YOUR TASK: The lines to be copied run from the one containing "task | place a point on the wooden" to the end of the material below; reproduce them exactly, including both ends, and nothing more.

Dataset excerpts on object pointing
* * * * *

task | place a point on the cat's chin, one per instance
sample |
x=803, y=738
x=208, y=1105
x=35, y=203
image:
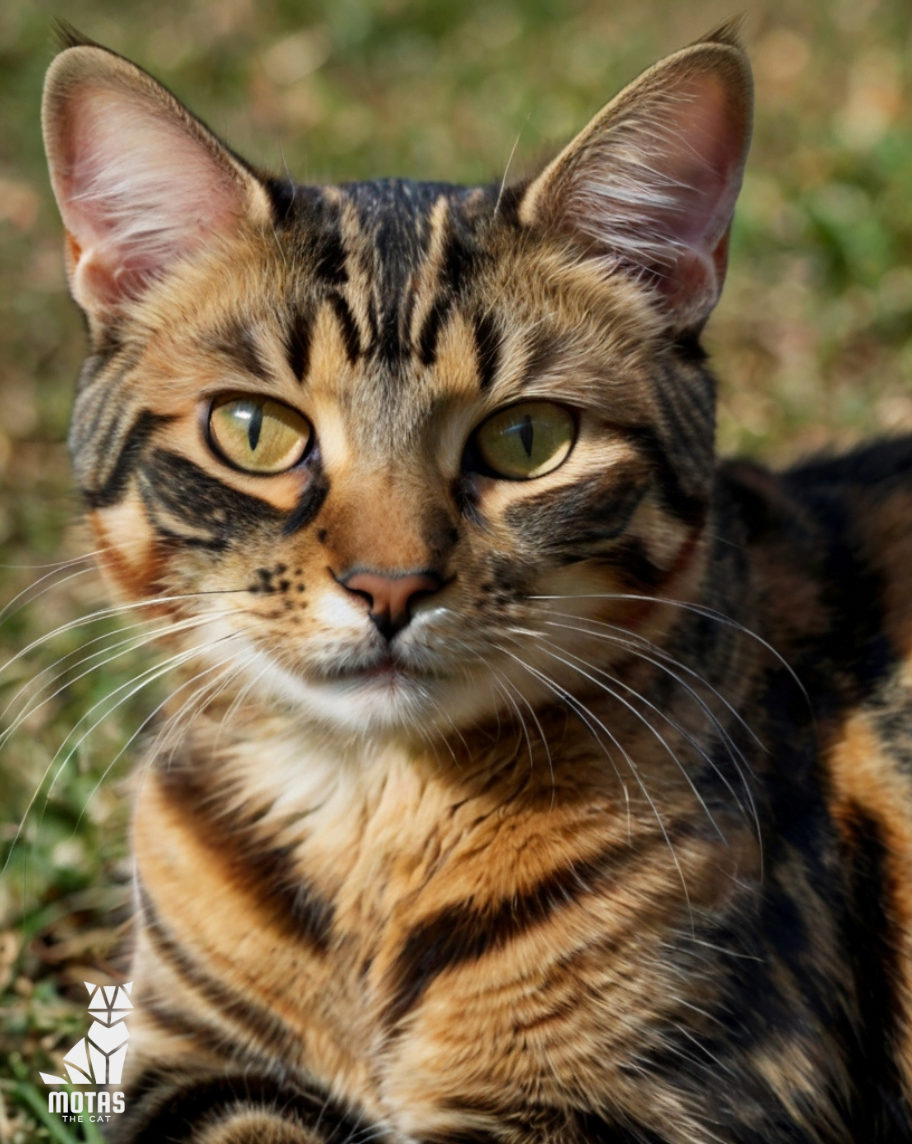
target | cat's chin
x=386, y=697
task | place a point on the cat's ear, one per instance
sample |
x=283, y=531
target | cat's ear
x=140, y=182
x=649, y=187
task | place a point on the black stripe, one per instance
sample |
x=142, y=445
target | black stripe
x=632, y=562
x=270, y=871
x=298, y=344
x=465, y=932
x=459, y=259
x=430, y=330
x=135, y=442
x=255, y=1019
x=350, y=335
x=330, y=256
x=238, y=343
x=572, y=521
x=310, y=502
x=877, y=944
x=172, y=1111
x=486, y=349
x=544, y=350
x=689, y=508
x=191, y=494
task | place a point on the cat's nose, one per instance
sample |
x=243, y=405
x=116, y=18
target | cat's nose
x=391, y=596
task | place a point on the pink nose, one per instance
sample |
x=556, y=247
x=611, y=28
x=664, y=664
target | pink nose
x=391, y=596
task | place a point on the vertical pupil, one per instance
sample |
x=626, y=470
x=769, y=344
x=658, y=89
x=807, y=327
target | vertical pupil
x=254, y=426
x=526, y=434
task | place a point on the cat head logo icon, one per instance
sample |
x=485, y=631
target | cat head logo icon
x=98, y=1057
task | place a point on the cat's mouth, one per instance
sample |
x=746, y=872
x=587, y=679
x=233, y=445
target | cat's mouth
x=385, y=668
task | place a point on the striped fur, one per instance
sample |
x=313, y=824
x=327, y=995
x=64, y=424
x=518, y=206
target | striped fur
x=608, y=837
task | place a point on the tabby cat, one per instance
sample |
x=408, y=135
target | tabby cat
x=539, y=779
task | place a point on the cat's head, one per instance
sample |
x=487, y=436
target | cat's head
x=402, y=453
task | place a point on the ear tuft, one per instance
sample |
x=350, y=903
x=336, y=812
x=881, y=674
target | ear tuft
x=648, y=189
x=140, y=182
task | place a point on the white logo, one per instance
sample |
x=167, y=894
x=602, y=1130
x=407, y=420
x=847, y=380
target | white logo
x=98, y=1057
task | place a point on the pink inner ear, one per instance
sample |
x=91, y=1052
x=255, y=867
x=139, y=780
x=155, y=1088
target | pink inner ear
x=705, y=169
x=136, y=191
x=651, y=185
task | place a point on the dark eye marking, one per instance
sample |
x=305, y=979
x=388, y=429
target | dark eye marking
x=347, y=324
x=486, y=349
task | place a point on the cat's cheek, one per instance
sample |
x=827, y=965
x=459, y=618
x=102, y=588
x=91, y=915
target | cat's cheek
x=127, y=550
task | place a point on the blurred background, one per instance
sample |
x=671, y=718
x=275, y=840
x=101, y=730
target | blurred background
x=811, y=341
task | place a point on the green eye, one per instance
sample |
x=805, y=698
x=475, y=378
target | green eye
x=526, y=441
x=258, y=435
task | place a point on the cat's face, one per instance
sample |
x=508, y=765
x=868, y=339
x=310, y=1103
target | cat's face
x=401, y=453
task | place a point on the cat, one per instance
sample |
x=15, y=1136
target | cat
x=539, y=777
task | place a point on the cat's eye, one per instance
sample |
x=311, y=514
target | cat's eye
x=525, y=441
x=258, y=435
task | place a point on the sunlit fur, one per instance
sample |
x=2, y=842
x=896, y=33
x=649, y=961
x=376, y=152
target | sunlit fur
x=605, y=841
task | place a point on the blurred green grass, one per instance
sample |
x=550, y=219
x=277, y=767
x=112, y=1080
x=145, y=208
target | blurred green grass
x=811, y=341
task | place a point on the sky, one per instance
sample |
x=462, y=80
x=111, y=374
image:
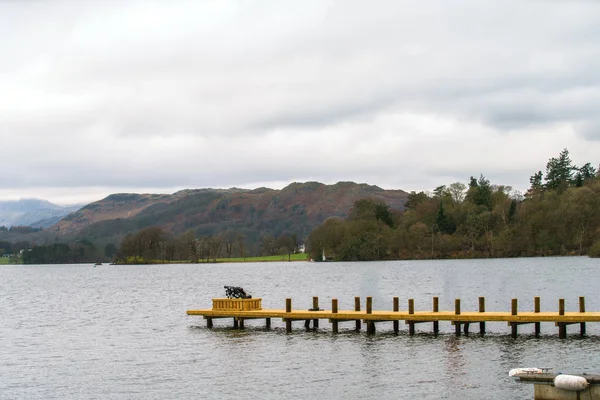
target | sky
x=101, y=97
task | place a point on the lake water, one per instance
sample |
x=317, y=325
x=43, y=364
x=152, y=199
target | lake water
x=121, y=332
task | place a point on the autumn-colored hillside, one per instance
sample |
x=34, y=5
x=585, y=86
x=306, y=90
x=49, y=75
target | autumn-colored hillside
x=295, y=209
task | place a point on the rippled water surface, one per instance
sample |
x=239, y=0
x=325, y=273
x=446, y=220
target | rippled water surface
x=79, y=331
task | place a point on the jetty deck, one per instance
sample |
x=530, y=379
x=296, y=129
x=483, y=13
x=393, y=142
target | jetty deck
x=418, y=316
x=242, y=309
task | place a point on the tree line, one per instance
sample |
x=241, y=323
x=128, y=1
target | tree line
x=153, y=244
x=559, y=215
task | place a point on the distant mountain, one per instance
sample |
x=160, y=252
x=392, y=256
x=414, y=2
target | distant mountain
x=33, y=212
x=297, y=208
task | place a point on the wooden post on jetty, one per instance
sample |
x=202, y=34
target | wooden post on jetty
x=513, y=311
x=562, y=327
x=457, y=312
x=315, y=308
x=482, y=309
x=436, y=324
x=536, y=309
x=370, y=324
x=411, y=310
x=357, y=308
x=396, y=308
x=288, y=309
x=334, y=322
x=582, y=310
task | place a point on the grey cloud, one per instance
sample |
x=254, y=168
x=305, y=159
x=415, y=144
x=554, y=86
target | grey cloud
x=178, y=82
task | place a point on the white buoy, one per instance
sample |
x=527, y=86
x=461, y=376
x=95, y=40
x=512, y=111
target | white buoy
x=572, y=383
x=516, y=371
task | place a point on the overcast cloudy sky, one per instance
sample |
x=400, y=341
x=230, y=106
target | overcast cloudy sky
x=98, y=97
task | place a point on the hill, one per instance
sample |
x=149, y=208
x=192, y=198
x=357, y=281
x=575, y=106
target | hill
x=32, y=212
x=297, y=209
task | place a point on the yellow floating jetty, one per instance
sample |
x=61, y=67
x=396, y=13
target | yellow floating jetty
x=242, y=309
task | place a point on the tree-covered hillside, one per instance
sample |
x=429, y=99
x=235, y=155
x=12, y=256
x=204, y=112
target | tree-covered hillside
x=559, y=215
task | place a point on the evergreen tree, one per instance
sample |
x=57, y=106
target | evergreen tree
x=559, y=171
x=512, y=210
x=443, y=223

* * * * *

FULL RESPONSE:
task | place a point on the wooden post on jetty, one per instance
sample |
x=202, y=34
target | wooden post on jetty
x=513, y=311
x=562, y=327
x=457, y=312
x=315, y=308
x=482, y=309
x=436, y=324
x=536, y=309
x=370, y=324
x=411, y=310
x=357, y=308
x=396, y=308
x=288, y=309
x=334, y=322
x=582, y=310
task | place a point on the grey cloud, one per instance
sample |
x=254, y=168
x=305, y=159
x=415, y=144
x=554, y=86
target | grey cloud
x=178, y=82
task | place a point on the white buoy, one per instance
sample |
x=527, y=86
x=461, y=376
x=95, y=40
x=512, y=111
target | white buoy
x=572, y=383
x=516, y=371
task | place a point on the overcast cloudy sky, one per instance
sample |
x=400, y=341
x=230, y=106
target | overcast cloudy sky
x=98, y=97
task | place a point on the hill, one per instance
sample |
x=149, y=208
x=192, y=198
x=357, y=281
x=575, y=106
target | hill
x=32, y=212
x=297, y=209
task | place a point on the yellow floating jetty, one per instance
sample |
x=61, y=67
x=396, y=13
target | yellow floating jetty
x=242, y=309
task | place a point on the tree-covered hillside, one per instance
sample |
x=429, y=99
x=235, y=155
x=12, y=256
x=204, y=112
target | tree-covered hillside
x=559, y=215
task | place a point on the evergreen tree, one per instance
sample |
x=57, y=106
target | evergreen tree
x=559, y=171
x=512, y=210
x=443, y=223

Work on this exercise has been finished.